• [YOUR GOAL]:
Would you retype all of these records exactly?

• [Coordinate annotation entries]:

[BEGIN]

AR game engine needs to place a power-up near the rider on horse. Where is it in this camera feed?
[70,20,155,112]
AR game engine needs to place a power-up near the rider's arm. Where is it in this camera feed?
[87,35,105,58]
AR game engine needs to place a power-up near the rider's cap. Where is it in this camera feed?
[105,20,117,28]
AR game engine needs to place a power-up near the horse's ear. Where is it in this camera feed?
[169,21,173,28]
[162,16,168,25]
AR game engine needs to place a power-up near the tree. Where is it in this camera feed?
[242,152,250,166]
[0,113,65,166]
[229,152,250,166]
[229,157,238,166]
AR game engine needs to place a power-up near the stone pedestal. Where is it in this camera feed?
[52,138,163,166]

[END]

• [ANSWER TO THIS PROBLEM]:
AR game engine needs to place a power-up near the rider on horse. Where is it in this camera feed?
[70,20,155,112]
AR game engine needs to place a power-up near the rider's arm. Where is it in this camera feed?
[87,35,105,58]
AR game engine needs to place a power-up near the rider's cap. Where is it in this camera feed?
[105,20,117,28]
AR game engine needs to place a power-up near the horse's ear. Where is it in this camera feed?
[169,21,173,28]
[162,16,168,25]
AR game engine needs to place a power-up near the tree. Where is it in this camera feed?
[242,152,250,166]
[0,113,65,166]
[229,152,250,166]
[229,157,238,166]
AR game engine needs to place a power-up near the stone pedestal. Where is it in this camera feed?
[52,138,163,166]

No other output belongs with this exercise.